---- MATERIALS PROVIDED

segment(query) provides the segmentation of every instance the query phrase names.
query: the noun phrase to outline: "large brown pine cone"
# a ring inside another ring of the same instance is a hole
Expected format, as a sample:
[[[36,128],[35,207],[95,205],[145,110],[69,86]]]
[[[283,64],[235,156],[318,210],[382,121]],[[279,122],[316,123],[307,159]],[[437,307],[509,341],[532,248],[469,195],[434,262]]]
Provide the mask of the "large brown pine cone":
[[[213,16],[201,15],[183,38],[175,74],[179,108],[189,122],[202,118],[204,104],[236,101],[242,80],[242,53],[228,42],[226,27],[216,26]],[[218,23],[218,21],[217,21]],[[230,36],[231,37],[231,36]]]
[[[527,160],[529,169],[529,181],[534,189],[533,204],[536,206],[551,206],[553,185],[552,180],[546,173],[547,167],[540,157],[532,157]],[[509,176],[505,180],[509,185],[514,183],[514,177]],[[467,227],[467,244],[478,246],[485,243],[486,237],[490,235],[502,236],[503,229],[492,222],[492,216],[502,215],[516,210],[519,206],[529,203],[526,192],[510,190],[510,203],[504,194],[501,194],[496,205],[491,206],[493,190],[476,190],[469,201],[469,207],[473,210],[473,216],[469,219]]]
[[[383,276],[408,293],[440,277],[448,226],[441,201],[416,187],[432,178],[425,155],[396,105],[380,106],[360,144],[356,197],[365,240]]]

--------

All that is needed is how many lines of the listing hold the word "phrase", stated as one number.

2